#### [Estratti di un dataset di puntamento]
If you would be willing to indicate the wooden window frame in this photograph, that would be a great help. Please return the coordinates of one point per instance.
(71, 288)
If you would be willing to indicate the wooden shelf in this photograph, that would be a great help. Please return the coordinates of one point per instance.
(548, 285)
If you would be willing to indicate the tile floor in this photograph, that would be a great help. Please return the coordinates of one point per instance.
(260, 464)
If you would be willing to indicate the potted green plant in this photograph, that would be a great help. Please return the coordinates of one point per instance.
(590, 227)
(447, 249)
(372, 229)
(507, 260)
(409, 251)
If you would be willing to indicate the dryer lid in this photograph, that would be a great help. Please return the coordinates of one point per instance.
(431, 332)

==

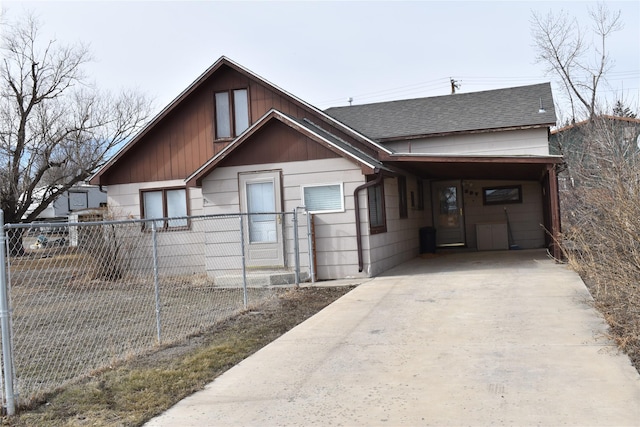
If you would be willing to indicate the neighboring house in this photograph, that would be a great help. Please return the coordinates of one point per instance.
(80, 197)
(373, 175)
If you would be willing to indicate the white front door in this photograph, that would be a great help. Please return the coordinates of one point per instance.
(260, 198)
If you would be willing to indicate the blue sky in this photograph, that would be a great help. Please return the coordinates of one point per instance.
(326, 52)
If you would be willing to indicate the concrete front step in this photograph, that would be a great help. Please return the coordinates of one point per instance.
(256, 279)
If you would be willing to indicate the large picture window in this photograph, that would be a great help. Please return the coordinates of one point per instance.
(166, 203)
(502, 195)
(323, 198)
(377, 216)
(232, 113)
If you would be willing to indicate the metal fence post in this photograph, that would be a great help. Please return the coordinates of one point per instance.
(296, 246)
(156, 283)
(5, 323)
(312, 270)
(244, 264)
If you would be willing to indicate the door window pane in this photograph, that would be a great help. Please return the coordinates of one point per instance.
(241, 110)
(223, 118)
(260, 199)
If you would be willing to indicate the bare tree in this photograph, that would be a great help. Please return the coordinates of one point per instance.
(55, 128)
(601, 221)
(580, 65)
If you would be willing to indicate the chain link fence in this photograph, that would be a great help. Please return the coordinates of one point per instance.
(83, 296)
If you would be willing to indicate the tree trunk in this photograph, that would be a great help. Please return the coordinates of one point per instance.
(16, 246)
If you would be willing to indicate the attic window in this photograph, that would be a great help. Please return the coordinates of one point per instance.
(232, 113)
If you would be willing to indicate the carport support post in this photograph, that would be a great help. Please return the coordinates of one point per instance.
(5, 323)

#### [OBIETTIVO]
Individua tutte le righe delle voci in cui compare la parola "tree" e ricopiale per intero, tenendo conto della distinzione tra maiuscole e minuscole.

#### [RISULTATO DEL COMPITO]
If you would be willing to indicate the bare tree in this photograph, that would be a great help. Please return the coordinates of one point per instance.
If you would be willing to indicate the tree trunk in this photograph, that would be a great help. Please return the coordinates of one point per instance.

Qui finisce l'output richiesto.